ACTION ITEM:
Somewhere below is a line with "Identify a point for each instance of the woman and" and, later, a line with "Identify a point for each instance of the spire"; repeat those two lines and all the lines between them, exactly as they are.

EXCERPTED DATA:

########################################

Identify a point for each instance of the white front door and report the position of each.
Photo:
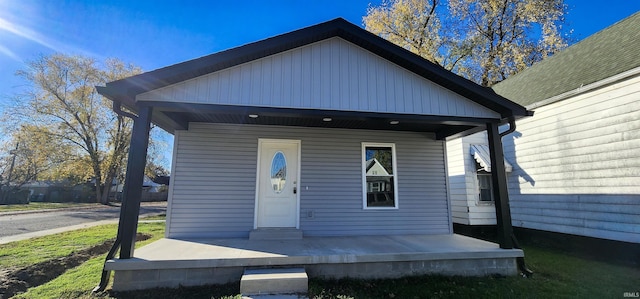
(277, 190)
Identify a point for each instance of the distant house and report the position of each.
(576, 162)
(328, 139)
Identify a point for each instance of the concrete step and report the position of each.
(275, 234)
(274, 282)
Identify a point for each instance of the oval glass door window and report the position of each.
(278, 172)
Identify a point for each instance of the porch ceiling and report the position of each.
(177, 117)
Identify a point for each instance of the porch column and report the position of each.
(130, 209)
(499, 186)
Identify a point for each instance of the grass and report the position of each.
(36, 250)
(78, 282)
(557, 275)
(44, 206)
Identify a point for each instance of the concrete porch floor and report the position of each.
(173, 262)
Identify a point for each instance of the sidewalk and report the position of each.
(113, 205)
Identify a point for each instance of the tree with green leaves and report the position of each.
(485, 41)
(64, 122)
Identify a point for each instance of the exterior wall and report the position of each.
(463, 183)
(577, 165)
(214, 177)
(332, 74)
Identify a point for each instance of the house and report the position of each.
(275, 147)
(576, 165)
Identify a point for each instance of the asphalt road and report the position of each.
(17, 224)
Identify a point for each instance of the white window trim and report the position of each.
(364, 175)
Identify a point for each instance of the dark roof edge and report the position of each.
(125, 90)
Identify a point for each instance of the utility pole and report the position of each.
(13, 162)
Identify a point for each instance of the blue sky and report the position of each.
(154, 34)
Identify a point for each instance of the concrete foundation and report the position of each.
(172, 263)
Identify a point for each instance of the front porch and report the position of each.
(173, 262)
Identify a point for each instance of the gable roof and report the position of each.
(125, 90)
(606, 53)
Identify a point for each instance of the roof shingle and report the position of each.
(606, 53)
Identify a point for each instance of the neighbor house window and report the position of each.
(379, 176)
(485, 191)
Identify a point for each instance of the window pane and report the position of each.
(278, 172)
(379, 176)
(484, 186)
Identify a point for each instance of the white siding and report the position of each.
(213, 182)
(332, 74)
(577, 165)
(463, 183)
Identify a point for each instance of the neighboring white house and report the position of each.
(576, 162)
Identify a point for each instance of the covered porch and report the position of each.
(184, 262)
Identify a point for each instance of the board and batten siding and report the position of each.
(463, 183)
(332, 74)
(577, 165)
(213, 182)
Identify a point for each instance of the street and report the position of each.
(18, 224)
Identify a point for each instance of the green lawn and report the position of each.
(557, 275)
(44, 206)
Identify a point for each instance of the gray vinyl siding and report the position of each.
(577, 165)
(463, 183)
(332, 74)
(213, 182)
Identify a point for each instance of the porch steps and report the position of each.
(263, 283)
(275, 234)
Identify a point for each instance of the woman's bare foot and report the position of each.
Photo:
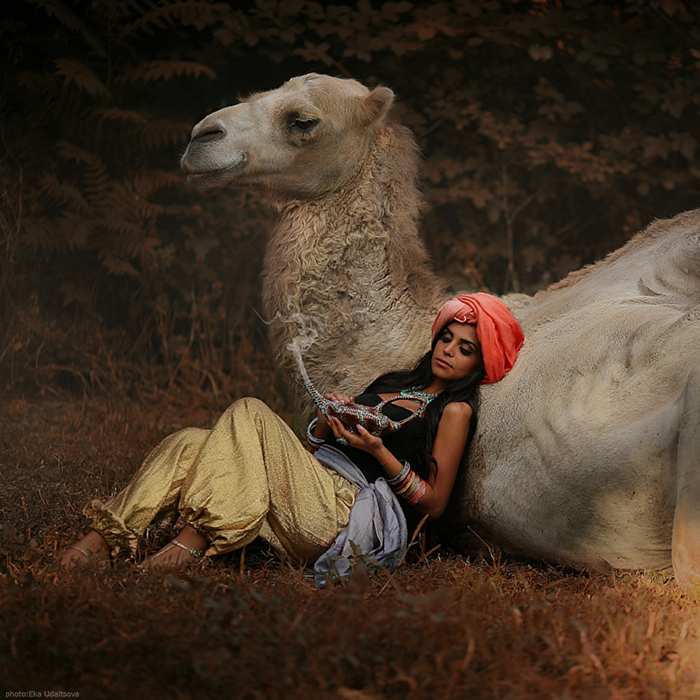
(188, 546)
(92, 549)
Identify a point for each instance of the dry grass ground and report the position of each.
(255, 628)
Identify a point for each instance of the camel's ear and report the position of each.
(376, 105)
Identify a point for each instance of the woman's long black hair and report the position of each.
(465, 390)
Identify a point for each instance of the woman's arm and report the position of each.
(448, 448)
(322, 431)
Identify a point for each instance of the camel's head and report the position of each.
(302, 140)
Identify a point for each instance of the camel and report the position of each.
(588, 453)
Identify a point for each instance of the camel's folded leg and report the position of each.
(686, 523)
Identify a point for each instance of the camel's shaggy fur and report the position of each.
(588, 452)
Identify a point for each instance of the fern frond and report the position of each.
(121, 227)
(165, 70)
(82, 75)
(97, 182)
(118, 266)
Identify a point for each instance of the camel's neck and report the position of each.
(354, 261)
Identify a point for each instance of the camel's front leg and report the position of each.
(686, 523)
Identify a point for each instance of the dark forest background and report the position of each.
(552, 131)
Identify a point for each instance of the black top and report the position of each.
(404, 444)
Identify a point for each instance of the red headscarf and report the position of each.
(500, 334)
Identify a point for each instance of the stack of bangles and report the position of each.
(408, 485)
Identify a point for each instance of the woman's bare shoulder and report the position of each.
(457, 410)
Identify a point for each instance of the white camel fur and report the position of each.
(588, 452)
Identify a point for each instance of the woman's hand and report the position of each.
(338, 398)
(364, 440)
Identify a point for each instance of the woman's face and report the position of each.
(457, 352)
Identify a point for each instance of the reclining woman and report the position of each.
(250, 476)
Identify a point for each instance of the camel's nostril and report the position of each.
(213, 134)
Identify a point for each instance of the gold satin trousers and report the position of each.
(248, 476)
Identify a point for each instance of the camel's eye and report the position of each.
(302, 125)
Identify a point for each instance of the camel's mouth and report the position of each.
(207, 177)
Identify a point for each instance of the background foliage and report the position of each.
(552, 131)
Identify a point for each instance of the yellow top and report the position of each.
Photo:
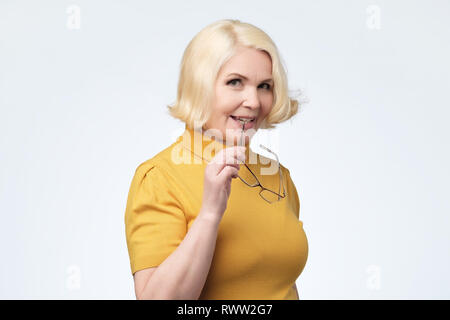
(261, 247)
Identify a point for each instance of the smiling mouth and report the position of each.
(243, 120)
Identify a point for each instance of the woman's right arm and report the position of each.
(182, 275)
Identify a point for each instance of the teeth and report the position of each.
(242, 120)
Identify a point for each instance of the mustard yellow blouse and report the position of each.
(261, 248)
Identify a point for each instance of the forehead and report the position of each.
(252, 63)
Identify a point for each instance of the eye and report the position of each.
(233, 81)
(268, 86)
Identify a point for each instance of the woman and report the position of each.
(207, 218)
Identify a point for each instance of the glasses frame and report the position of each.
(258, 184)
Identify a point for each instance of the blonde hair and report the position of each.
(205, 55)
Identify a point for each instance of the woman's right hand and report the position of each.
(217, 182)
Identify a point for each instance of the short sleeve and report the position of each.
(292, 193)
(155, 223)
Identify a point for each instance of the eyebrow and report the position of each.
(245, 78)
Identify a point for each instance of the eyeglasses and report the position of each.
(253, 181)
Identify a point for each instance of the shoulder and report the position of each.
(158, 164)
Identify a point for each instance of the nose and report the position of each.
(251, 98)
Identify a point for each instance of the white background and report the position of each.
(81, 108)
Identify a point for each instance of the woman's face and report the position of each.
(244, 88)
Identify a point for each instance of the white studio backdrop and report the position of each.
(83, 92)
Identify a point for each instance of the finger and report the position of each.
(233, 157)
(228, 172)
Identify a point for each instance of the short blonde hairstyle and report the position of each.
(206, 53)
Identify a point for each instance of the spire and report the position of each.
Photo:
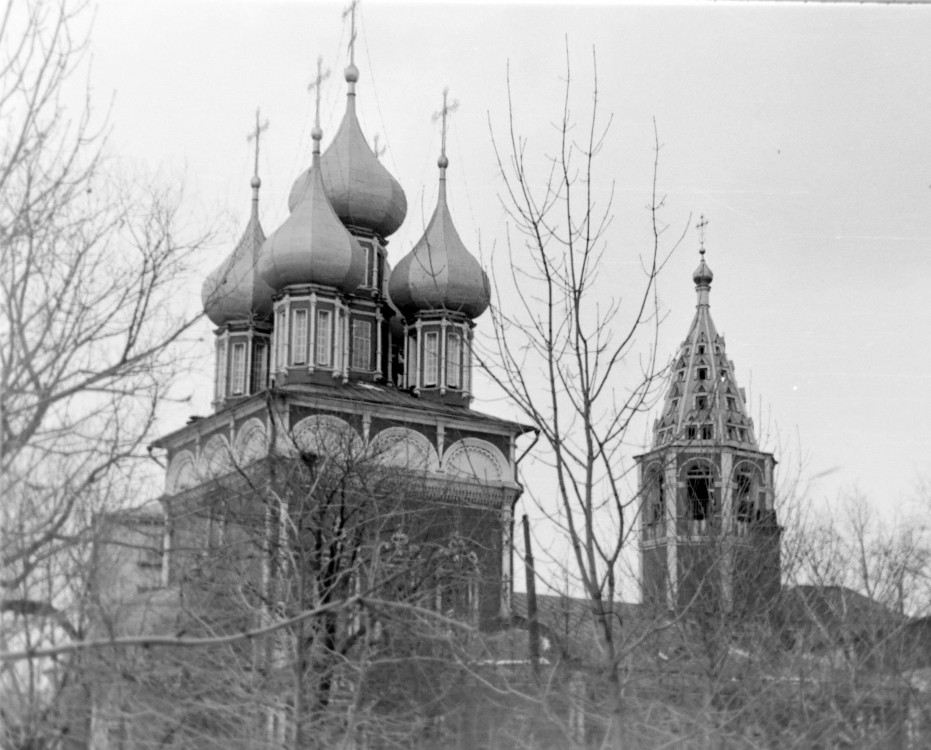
(234, 291)
(256, 182)
(363, 193)
(313, 246)
(703, 401)
(440, 273)
(352, 72)
(443, 114)
(314, 85)
(702, 276)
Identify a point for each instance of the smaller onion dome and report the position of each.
(313, 246)
(702, 275)
(363, 193)
(439, 273)
(235, 291)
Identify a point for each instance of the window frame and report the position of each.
(323, 346)
(238, 379)
(361, 344)
(431, 359)
(453, 360)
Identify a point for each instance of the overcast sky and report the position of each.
(803, 132)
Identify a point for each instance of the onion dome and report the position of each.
(362, 191)
(235, 291)
(439, 273)
(702, 275)
(313, 246)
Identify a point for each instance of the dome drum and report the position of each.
(321, 336)
(438, 358)
(241, 363)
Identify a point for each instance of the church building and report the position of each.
(709, 535)
(327, 356)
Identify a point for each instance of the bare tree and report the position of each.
(566, 350)
(87, 263)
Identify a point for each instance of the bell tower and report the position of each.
(709, 536)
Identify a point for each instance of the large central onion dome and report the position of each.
(235, 291)
(362, 191)
(439, 273)
(313, 246)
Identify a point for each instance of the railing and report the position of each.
(712, 526)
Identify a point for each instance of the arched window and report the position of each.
(700, 492)
(656, 497)
(744, 509)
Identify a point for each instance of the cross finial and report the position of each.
(315, 86)
(444, 113)
(351, 12)
(378, 151)
(260, 127)
(700, 226)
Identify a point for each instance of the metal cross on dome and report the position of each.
(260, 127)
(315, 86)
(351, 12)
(700, 226)
(443, 113)
(378, 151)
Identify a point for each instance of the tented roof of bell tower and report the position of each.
(703, 401)
(235, 291)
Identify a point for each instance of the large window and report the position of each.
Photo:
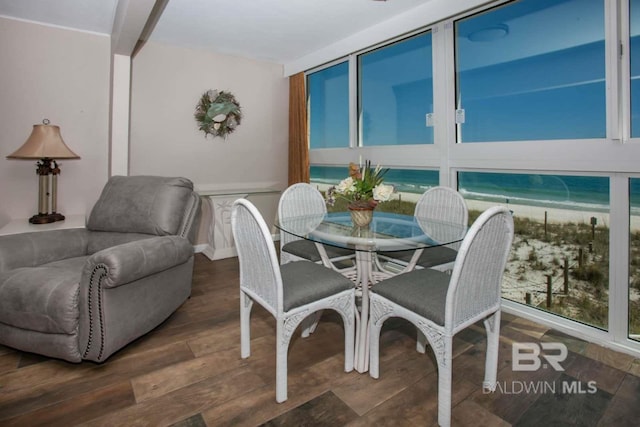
(523, 103)
(396, 93)
(532, 70)
(559, 261)
(328, 106)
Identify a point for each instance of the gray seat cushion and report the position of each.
(44, 298)
(141, 204)
(304, 282)
(430, 257)
(422, 291)
(307, 249)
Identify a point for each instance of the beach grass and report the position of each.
(539, 255)
(540, 252)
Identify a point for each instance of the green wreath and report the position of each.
(218, 113)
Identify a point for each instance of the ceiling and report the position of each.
(273, 30)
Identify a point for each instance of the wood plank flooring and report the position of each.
(188, 372)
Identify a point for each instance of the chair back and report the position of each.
(475, 286)
(259, 269)
(446, 205)
(298, 200)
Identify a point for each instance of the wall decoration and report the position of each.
(218, 113)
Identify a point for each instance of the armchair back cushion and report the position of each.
(142, 204)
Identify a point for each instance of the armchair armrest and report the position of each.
(37, 248)
(131, 261)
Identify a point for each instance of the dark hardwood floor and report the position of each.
(188, 372)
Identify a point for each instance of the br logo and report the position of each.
(528, 356)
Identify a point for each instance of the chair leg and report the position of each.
(375, 325)
(282, 346)
(421, 342)
(492, 325)
(445, 361)
(310, 323)
(349, 336)
(245, 328)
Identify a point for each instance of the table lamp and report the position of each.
(46, 145)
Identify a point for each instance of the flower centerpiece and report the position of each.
(363, 189)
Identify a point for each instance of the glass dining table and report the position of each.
(388, 233)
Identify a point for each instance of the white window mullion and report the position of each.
(355, 127)
(624, 64)
(444, 105)
(619, 258)
(615, 52)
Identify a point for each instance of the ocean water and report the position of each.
(588, 193)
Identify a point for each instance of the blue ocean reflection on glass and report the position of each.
(532, 70)
(396, 92)
(328, 103)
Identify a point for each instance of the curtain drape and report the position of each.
(298, 144)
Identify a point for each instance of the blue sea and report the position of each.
(585, 193)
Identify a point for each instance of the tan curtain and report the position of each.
(298, 144)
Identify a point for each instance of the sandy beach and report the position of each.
(538, 213)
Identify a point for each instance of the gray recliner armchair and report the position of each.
(82, 294)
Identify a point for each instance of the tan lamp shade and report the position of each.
(45, 141)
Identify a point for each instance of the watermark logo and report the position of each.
(529, 357)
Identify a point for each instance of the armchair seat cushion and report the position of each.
(44, 298)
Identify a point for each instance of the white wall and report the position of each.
(167, 83)
(61, 75)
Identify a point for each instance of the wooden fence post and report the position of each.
(566, 276)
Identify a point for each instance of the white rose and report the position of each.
(345, 186)
(383, 192)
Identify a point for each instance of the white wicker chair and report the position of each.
(440, 305)
(440, 204)
(290, 292)
(298, 200)
(303, 199)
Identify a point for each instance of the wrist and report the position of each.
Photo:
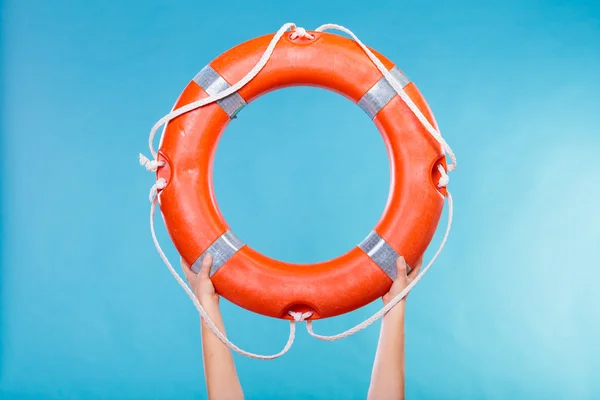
(396, 313)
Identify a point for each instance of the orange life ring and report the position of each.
(259, 283)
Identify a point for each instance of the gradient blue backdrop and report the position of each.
(510, 311)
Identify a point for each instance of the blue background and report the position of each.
(510, 311)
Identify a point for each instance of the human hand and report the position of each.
(200, 283)
(403, 279)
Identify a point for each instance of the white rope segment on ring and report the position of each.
(154, 164)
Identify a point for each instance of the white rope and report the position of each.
(398, 88)
(153, 165)
(298, 317)
(298, 32)
(396, 299)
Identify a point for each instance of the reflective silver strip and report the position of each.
(213, 83)
(381, 93)
(221, 251)
(382, 254)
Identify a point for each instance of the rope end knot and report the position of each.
(159, 185)
(150, 165)
(299, 32)
(299, 317)
(444, 178)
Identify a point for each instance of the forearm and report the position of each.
(222, 381)
(387, 379)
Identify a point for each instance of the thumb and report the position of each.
(205, 267)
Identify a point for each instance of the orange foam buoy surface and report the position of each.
(241, 274)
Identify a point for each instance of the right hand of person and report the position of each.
(200, 283)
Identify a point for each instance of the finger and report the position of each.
(205, 267)
(401, 267)
(187, 271)
(415, 271)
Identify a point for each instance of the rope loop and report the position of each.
(153, 165)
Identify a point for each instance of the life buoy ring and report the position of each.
(255, 281)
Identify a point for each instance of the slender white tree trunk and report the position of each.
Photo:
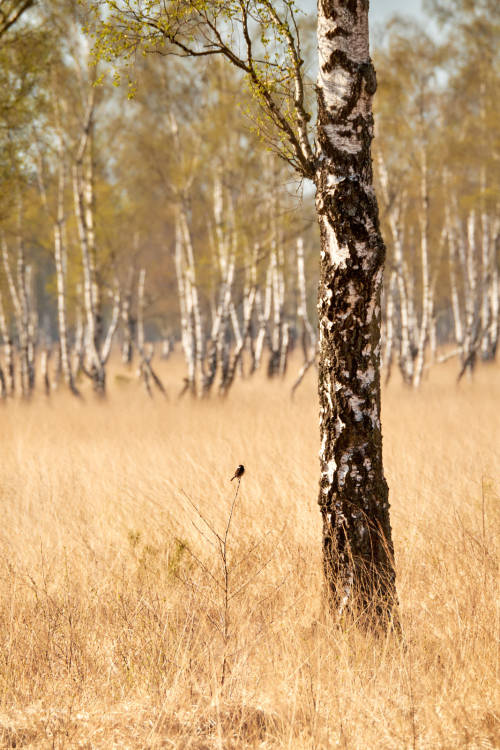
(426, 288)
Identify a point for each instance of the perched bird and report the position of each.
(239, 472)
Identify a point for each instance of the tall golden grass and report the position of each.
(117, 621)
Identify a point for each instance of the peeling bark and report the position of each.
(353, 497)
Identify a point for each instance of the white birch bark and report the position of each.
(395, 212)
(308, 335)
(193, 297)
(426, 289)
(357, 546)
(264, 315)
(60, 254)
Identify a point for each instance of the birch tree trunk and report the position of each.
(7, 378)
(59, 257)
(395, 212)
(308, 335)
(357, 543)
(426, 289)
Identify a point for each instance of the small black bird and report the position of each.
(239, 472)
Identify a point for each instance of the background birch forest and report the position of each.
(155, 251)
(165, 222)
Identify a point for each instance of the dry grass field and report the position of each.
(116, 622)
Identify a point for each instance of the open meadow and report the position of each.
(121, 627)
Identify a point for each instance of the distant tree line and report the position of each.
(165, 220)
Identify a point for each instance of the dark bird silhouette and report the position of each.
(239, 472)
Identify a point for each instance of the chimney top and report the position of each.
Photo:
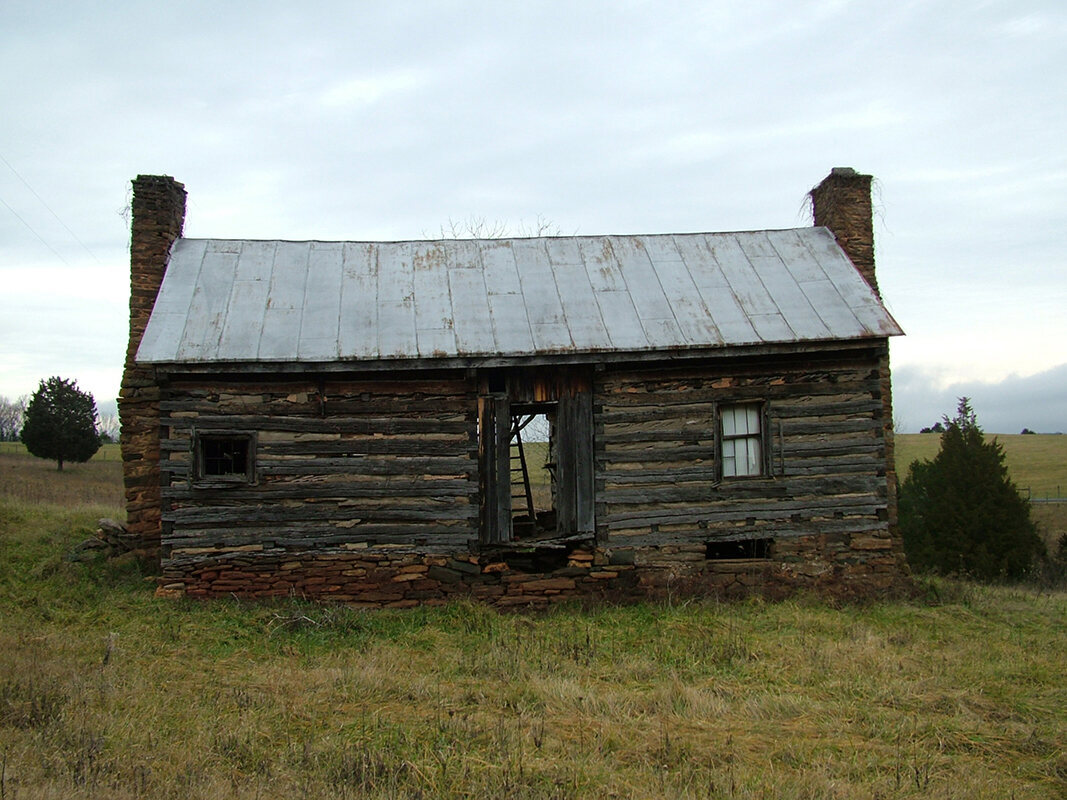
(842, 203)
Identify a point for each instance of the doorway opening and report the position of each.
(532, 470)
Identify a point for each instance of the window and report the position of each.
(224, 458)
(742, 430)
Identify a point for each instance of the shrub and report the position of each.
(961, 513)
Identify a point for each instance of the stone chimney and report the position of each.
(842, 203)
(159, 212)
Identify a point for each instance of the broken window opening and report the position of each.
(224, 458)
(742, 433)
(745, 548)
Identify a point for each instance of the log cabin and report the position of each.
(351, 420)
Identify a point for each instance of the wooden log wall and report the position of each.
(657, 475)
(337, 463)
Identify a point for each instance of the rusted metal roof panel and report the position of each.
(233, 301)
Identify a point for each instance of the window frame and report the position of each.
(761, 436)
(201, 479)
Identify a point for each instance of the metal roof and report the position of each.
(279, 301)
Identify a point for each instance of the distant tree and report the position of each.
(961, 513)
(11, 417)
(61, 422)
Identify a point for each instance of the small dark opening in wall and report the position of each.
(224, 457)
(743, 548)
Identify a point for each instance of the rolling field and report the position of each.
(1037, 463)
(107, 691)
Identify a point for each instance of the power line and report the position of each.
(42, 201)
(30, 227)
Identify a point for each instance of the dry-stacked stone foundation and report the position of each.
(858, 566)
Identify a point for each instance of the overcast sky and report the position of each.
(385, 121)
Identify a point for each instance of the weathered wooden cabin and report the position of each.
(348, 420)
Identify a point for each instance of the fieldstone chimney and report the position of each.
(842, 203)
(159, 212)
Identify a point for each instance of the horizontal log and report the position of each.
(253, 515)
(781, 530)
(450, 424)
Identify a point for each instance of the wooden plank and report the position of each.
(320, 323)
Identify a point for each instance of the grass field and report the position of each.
(1037, 463)
(106, 691)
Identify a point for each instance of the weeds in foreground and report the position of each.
(107, 691)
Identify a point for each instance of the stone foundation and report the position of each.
(850, 568)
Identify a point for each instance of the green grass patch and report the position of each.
(107, 691)
(1036, 462)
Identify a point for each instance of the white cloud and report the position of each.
(367, 90)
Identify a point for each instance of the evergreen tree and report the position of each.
(61, 422)
(961, 513)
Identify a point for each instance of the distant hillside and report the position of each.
(1036, 462)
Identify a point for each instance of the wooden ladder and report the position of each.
(521, 479)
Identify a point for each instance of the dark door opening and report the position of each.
(536, 465)
(532, 469)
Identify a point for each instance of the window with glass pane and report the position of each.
(742, 441)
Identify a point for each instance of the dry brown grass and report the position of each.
(97, 483)
(106, 691)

########################################

YOUR RESPONSE:
Identify a point for each instance of the woman and report the position of each.
(207, 218)
Identify a point for each instance of the glasses frame and report the position of each.
(258, 184)
Identify a point for each instance of the blonde hair and report the position of each.
(205, 55)
Identify a point for each instance of the woman's right hand and report the position of each.
(217, 182)
Identify a point for each instance of the short sleeve and report the position of each.
(292, 193)
(155, 223)
Identify a point for each instance of the eyebrow and report the position of each.
(245, 78)
Identify a point for each instance of the eyeglasses and report the position of each.
(253, 181)
Identify a point for each instance of the shoulder and report the position of each.
(158, 164)
Identify a point for each instance of the nose and report the position of each.
(251, 98)
Identify a point for each instance of the white background and report the position of each.
(81, 108)
Identify a point for each instance of the woman's face and report the position of each.
(244, 88)
Identify a point for each instance of the white studio backdrop and report the position of each.
(83, 92)
Identify a point for each instance of the finger and report the position of each.
(233, 157)
(228, 172)
Identify a point for each instance of the short blonde hairstyle and report the position of each.
(206, 53)
Identify a point for each instance of the spire and report the position of each.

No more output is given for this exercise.